> **TASK**
Your answer should consist of the lines in the listing that hold "landing".

> **TASK DATA**
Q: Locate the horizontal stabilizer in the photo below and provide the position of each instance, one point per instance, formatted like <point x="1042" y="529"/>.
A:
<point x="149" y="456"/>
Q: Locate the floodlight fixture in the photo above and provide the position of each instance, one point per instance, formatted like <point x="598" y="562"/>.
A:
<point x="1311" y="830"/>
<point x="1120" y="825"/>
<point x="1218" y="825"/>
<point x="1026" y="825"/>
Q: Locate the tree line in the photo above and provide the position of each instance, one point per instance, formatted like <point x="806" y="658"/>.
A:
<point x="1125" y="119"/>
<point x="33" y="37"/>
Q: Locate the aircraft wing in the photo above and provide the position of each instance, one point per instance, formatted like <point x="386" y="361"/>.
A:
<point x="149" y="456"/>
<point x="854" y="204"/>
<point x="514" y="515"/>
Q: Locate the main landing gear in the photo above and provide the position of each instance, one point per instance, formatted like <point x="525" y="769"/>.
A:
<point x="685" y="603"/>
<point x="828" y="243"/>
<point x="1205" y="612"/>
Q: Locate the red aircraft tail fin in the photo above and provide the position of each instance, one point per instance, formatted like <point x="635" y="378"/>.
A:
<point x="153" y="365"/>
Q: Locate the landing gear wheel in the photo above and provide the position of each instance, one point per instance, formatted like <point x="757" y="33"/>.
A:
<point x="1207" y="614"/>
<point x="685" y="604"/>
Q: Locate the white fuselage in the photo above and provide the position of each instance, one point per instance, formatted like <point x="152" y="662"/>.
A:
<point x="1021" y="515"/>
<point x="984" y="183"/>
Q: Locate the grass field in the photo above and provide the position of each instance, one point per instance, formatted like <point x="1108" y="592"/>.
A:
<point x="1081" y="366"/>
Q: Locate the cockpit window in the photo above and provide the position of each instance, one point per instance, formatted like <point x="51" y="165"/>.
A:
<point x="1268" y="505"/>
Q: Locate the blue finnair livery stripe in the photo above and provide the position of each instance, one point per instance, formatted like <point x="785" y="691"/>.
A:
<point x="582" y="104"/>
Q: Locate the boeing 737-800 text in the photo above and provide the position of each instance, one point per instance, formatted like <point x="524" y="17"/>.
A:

> **TASK SOLUTION**
Q: Locate the main landing gear in the photo above and provide the position of each instance, one point per instance, formatted like <point x="525" y="769"/>.
Q: Locate the landing gear wheel in the photo above and provide the position of each instance, one point per instance, formatted like <point x="757" y="33"/>.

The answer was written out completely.